### Work required
From the data below, copy each line that contains the word "park", in the order the lines appear.

### Supplied data

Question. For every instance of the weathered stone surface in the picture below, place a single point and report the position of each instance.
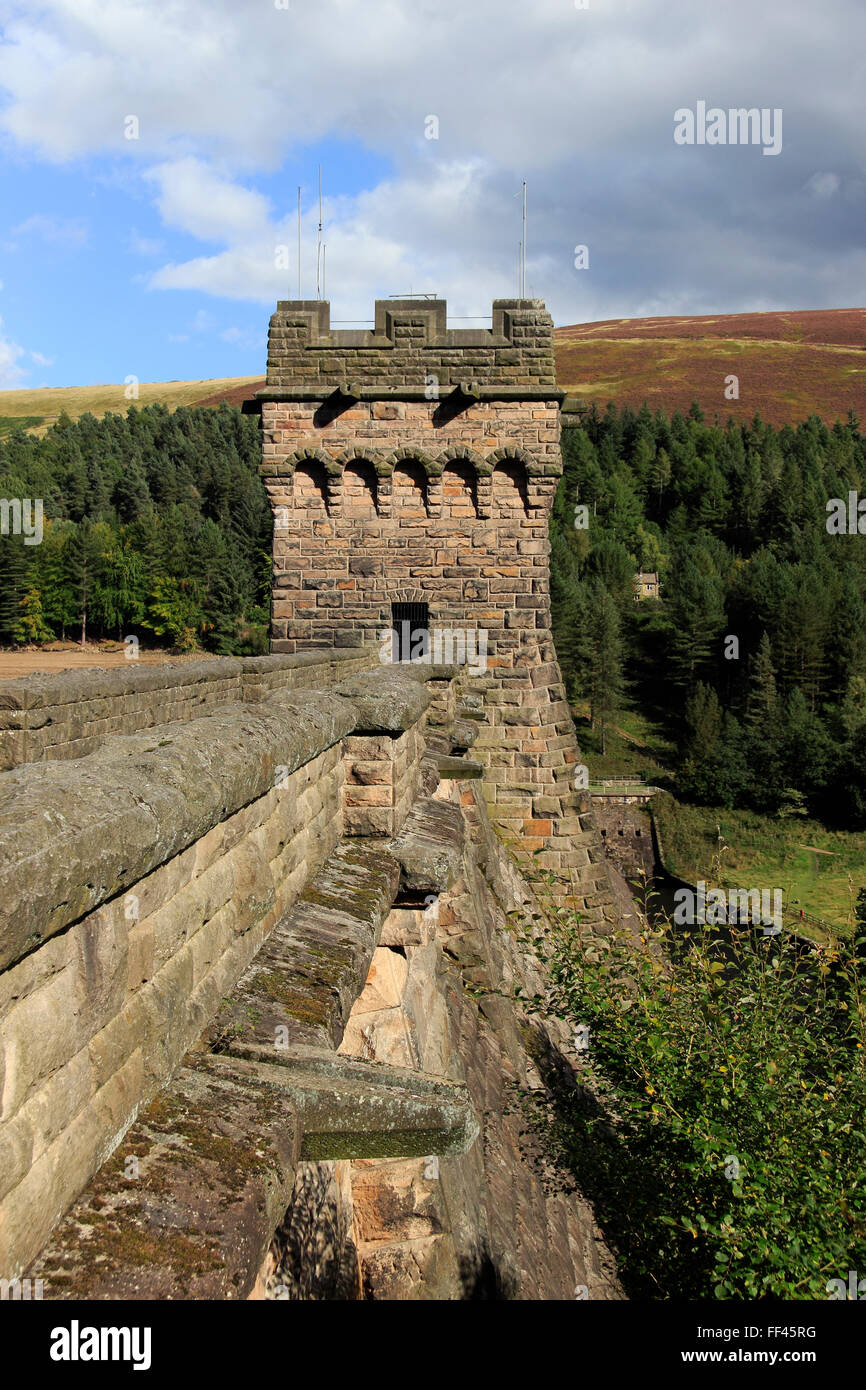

---

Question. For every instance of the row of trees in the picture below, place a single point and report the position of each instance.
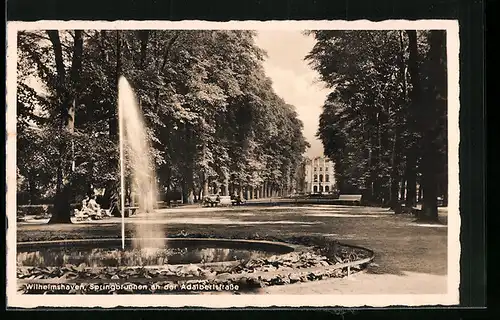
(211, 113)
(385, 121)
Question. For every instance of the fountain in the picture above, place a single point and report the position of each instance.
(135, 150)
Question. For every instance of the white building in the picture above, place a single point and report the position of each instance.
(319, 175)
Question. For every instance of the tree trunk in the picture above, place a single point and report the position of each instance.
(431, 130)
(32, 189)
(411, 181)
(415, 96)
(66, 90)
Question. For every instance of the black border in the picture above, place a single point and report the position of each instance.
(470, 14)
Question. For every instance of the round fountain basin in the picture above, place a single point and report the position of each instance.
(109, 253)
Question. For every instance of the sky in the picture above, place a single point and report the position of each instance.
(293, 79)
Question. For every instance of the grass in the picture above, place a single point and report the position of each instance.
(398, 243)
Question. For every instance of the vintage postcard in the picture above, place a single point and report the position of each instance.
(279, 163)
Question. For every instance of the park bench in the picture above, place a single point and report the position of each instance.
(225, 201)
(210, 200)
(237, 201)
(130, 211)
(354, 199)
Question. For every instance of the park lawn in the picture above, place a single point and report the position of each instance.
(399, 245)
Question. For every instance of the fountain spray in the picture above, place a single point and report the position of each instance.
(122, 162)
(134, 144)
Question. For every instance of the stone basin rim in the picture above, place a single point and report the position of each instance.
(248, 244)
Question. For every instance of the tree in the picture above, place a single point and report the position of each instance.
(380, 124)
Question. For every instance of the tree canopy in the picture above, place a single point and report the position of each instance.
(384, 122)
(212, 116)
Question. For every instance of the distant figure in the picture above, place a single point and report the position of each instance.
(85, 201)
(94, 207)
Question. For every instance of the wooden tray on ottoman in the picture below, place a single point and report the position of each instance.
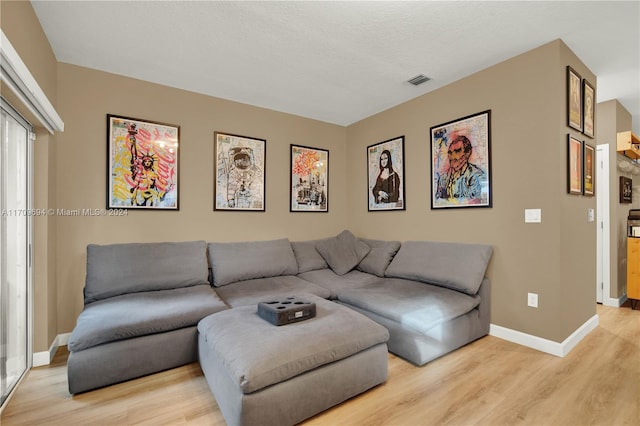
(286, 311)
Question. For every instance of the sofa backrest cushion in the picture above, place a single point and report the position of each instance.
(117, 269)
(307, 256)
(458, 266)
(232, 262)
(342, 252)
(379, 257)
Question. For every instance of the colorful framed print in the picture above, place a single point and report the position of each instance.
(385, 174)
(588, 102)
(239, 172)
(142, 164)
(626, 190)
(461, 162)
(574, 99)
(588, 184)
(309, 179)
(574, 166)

--

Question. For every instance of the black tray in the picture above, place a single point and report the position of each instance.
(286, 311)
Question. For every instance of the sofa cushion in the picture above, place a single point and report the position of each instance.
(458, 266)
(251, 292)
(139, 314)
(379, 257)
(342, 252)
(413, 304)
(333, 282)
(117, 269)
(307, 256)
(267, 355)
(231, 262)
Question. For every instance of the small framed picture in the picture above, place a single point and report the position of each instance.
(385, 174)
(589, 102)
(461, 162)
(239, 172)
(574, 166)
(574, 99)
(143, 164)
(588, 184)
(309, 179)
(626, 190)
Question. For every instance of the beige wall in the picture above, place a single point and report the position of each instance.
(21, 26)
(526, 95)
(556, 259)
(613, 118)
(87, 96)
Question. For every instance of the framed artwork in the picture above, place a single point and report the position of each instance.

### Task solution
Question. For every instance of the park bench in the picture above, place a single point and report the position of each instance.
Question. For every instance of the park lawn in the picture above, place a single point and report the position of each instance.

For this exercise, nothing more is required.